## What to work on
#1 From the passage on Alexander Monro Secundus, copy the text word for word, starting with "In 1755, at" and going on through "2 May 1758.".
#2 According to the passage on Alexander Monro Secundus, in whose house did Monro live while working in Berlin?

## Passage provided
Scottish surgeon shared with disciple the creation of the Monro-Kellie Doctrine. The scientific hypothesis, formulated in 1783 about intracranial pressure (ICP), was only revised in the 21st century
Born in Edinburgh (Scotland), Alexander Monro Secundus (22/05/1733 – 02/10/1817) was given the title of Secundus to distinguish him as the second in three generations of a family of doctors who shared the same name. In life, he served as a surgeon and professor, dedicating special attention to comparative anatomy. He left as main contributions to science the description of the human lymphatic system, in addition to providing innovations such as the most detailed description of the musculoskeletal system at the time.
Monro’s father, also a doctor, chose him to be his successor and, at age 12, enrolled him in the regular course in Philosophy at the University of Edinburgh before starting his professional training. The young man became interested in anatomy after entering the medical course at age 18. Having a good memory, an unusual amount of perseverance, and an inexhaustible interest in medical knowledge, he became a useful assistant to his father in the dissection room. A diligent student, he was rewarded in 1753 with a municipal permit to act as his father’s substitute teacher.
In 1755, at the age of 22, Monro graduated as a Doctor of Medicine and embarked on an international career. In London he attended lectures by William Hunter. In Paris, he entered the University of Leyden, where he befriended two famous anatomists, Bernhard Siegfried Albinus and Petrus Camper. In Berlin he worked with the celebrated professor Johann Friedrich Meckel, known as The Elder, in whose house he lived. In 1757, he took the place of his father, who had been away due to illness. Finally, he was admitted as a graduate of the Royal College of Physicians of Edinburgh on 2 May 1758.

## Source data
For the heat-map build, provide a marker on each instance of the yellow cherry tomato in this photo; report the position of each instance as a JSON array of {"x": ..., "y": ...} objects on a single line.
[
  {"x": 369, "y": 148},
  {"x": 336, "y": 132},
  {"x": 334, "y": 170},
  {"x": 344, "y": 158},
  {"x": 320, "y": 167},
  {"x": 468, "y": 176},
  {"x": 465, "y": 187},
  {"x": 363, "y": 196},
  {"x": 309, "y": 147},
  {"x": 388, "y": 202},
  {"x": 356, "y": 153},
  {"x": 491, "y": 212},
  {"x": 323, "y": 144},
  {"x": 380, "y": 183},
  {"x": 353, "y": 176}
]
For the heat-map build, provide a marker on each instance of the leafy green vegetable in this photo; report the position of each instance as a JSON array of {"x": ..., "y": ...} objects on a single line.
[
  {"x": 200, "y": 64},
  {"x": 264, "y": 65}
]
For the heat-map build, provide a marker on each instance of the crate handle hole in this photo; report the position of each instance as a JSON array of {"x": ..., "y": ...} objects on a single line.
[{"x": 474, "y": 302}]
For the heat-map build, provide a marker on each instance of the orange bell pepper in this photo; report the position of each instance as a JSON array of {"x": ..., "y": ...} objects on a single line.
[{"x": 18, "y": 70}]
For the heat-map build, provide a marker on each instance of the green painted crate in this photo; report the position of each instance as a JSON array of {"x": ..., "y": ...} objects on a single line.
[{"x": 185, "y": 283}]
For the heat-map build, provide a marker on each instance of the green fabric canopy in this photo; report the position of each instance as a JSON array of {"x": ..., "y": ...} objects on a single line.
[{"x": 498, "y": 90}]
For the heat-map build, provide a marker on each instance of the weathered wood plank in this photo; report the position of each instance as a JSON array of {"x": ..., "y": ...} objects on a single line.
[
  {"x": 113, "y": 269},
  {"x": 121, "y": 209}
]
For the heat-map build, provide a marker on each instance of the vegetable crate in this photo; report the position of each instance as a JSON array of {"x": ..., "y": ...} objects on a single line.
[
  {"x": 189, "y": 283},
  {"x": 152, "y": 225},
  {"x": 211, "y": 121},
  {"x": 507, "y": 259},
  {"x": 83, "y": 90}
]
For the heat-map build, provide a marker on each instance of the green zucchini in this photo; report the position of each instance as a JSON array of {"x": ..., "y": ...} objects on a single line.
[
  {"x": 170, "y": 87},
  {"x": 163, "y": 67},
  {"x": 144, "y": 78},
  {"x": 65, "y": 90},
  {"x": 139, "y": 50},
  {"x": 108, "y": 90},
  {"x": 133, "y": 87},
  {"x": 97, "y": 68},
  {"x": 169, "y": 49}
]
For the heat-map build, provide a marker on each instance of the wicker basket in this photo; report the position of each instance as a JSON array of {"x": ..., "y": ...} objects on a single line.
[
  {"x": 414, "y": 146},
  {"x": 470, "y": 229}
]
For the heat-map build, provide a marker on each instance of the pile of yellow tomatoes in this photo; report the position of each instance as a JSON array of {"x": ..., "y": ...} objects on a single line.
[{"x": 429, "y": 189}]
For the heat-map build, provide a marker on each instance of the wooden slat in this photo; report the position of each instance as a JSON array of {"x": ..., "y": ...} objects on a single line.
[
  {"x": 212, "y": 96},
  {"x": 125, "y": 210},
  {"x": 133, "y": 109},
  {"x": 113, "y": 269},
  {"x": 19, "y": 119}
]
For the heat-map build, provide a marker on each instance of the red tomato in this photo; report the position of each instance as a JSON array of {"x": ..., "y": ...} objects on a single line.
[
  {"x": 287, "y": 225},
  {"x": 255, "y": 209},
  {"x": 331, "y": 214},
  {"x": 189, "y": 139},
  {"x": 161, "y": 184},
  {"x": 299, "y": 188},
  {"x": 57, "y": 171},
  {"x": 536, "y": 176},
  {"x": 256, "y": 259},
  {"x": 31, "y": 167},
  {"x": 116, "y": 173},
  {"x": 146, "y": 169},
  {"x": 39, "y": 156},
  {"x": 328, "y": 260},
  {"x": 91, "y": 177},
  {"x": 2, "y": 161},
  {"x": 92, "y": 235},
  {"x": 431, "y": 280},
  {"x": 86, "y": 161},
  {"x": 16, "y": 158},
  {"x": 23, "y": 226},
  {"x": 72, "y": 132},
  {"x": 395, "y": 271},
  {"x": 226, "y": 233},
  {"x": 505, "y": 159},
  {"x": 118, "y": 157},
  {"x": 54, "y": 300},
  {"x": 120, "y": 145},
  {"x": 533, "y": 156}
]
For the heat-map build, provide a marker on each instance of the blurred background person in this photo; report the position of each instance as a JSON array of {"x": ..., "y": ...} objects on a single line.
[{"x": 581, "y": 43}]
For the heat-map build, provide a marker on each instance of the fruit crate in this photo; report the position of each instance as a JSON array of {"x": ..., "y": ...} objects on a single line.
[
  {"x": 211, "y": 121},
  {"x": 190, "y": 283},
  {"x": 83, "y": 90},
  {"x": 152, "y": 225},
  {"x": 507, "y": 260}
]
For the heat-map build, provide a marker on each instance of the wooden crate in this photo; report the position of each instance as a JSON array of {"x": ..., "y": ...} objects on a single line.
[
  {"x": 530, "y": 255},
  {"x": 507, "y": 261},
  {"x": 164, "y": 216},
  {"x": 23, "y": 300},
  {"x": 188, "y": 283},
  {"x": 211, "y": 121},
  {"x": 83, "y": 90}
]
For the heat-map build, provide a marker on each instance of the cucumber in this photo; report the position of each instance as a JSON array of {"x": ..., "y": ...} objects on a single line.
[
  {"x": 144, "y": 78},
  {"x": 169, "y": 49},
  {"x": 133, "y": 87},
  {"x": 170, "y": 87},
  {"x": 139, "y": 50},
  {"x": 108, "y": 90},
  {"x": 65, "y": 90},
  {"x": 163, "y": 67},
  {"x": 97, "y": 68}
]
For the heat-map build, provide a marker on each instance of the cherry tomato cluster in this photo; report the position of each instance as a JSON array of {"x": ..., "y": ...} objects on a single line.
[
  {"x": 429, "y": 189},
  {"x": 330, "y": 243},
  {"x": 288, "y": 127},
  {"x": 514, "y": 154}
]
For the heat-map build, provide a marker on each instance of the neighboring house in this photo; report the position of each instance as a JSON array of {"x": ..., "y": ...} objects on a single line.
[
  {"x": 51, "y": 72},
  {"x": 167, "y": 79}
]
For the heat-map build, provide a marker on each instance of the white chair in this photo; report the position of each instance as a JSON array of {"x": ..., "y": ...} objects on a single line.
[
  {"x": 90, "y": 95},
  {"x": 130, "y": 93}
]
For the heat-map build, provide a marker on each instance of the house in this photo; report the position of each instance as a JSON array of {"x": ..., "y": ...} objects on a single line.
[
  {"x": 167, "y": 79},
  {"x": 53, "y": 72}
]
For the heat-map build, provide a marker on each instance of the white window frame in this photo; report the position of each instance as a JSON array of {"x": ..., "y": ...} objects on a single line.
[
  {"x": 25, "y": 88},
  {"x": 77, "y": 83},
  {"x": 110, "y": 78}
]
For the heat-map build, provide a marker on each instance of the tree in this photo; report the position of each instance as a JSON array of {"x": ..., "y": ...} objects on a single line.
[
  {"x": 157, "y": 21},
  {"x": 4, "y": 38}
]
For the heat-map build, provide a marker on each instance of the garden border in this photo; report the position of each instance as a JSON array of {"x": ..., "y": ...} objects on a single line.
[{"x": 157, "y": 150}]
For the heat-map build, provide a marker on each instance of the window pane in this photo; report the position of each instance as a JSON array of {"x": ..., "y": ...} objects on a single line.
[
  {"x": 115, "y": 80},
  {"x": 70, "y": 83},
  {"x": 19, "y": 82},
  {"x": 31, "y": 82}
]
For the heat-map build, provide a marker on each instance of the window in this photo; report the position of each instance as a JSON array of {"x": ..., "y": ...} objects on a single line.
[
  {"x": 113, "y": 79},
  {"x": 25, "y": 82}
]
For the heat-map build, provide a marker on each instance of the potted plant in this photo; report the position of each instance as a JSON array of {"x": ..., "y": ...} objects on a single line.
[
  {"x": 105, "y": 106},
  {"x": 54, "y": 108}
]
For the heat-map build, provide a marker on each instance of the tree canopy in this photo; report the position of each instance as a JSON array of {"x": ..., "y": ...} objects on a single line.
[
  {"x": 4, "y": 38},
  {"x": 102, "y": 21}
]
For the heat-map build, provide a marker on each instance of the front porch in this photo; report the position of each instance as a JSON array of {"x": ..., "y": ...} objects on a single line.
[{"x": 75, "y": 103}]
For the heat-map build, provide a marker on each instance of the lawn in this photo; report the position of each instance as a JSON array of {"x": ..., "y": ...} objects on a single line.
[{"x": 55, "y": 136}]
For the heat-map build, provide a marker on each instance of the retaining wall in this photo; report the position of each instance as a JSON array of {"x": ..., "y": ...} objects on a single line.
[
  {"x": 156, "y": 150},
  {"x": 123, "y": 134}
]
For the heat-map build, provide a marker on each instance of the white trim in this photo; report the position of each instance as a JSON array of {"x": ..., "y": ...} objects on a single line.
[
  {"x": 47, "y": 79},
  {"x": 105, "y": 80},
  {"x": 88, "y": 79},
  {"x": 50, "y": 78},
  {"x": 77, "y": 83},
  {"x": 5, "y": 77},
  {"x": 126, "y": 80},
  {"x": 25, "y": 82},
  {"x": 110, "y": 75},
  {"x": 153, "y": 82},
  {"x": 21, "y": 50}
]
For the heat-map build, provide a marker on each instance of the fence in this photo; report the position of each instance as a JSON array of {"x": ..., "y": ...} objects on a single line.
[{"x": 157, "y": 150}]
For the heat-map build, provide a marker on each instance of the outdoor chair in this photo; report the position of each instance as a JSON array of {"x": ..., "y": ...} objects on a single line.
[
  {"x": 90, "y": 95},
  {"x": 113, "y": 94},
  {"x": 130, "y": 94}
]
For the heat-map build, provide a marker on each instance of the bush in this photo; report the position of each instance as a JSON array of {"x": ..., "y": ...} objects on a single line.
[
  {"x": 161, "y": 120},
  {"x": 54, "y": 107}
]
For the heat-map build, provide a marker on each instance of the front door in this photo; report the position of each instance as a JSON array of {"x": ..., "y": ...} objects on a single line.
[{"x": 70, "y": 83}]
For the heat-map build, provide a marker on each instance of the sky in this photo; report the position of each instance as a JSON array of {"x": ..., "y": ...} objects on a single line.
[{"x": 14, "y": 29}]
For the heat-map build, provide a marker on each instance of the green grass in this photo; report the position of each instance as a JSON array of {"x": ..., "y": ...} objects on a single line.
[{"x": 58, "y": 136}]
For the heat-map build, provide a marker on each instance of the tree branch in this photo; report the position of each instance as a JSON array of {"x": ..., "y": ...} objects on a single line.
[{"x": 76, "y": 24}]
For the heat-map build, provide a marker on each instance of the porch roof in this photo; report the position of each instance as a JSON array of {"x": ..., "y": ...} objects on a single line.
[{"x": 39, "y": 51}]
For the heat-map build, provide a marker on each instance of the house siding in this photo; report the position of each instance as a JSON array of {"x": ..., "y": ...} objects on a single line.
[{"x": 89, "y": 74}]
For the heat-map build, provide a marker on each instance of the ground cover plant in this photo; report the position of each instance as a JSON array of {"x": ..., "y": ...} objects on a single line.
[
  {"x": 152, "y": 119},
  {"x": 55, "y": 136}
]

## Answers given
#1
In 1755, at the age of 22, Monro graduated as a Doctor of Medicine and embarked on an international career. In London he attended lectures by William Hunter. In Paris, he entered the University of Leyden, where he befriended two famous anatomists, Bernhard Siegfried Albinus and Petrus Camper. In Berlin he worked with the celebrated professor Johann Friedrich Meckel, known as The Elder, in whose house he lived. In 1757, he took the place of his father, who had been away due to illness. Finally, he was admitted as a graduate of the Royal College of Physicians of Edinburgh on 2 May 1758.

#2 Johann Friedrich Meckel, known as The Elder.